-- Input for this task --
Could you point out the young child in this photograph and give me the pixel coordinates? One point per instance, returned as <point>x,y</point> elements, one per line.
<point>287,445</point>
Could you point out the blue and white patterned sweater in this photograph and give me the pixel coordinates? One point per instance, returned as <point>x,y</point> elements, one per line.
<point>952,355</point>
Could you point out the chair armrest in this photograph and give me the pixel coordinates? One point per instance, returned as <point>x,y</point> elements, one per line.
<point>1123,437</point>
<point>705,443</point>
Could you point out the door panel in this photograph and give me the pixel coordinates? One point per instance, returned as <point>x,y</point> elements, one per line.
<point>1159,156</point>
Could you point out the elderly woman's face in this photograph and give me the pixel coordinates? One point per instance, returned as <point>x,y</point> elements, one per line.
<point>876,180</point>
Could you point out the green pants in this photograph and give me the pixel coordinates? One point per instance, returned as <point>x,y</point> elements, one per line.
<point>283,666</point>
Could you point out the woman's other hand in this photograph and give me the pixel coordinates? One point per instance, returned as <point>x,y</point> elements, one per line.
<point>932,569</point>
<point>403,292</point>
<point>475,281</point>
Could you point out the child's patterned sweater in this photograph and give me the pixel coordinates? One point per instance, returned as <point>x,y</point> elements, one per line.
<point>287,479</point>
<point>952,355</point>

-- Work required --
Give the complete listing a second time, exactly as it reads.

-- Result --
Could you point out the young child in this photograph and give me the pixel coordinates? One point per instance, returned as <point>x,y</point> elements, one per line.
<point>287,445</point>
Could you point out the blue and white patterned sweater in this photograph and give me the pixel coordinates? One point per instance, returned as <point>x,y</point> elements, one per line.
<point>952,355</point>
Could you point out the chair armrest in this photograph and give me the pixel coordinates? One point per instance, returned as <point>x,y</point> elements, one per line.
<point>1123,437</point>
<point>705,443</point>
Could you point out the door panel in this photograph and give me the pixel coordinates? One point per instance, returned as <point>x,y</point> elements, one per line.
<point>1159,156</point>
Could you point out the elderly woman's face in this photograph and give me the pixel coordinates? One point per instance, returned as <point>x,y</point> elements, one per line.
<point>876,180</point>
Could you point out the green pants in this photograph and give me the pixel coordinates? One point per instance, returned as <point>x,y</point> elements, one per line.
<point>283,666</point>
Could you point out the woman's other hand in this photograph and give me the pixel coordinates? One point per instance, returned as <point>x,y</point> elements, one per line.
<point>932,569</point>
<point>403,292</point>
<point>475,281</point>
Could you point out the child's patterned sweater in this photograph and give me the pixel coordinates? One point per instance, returned as <point>x,y</point> elements, one per line.
<point>287,479</point>
<point>952,355</point>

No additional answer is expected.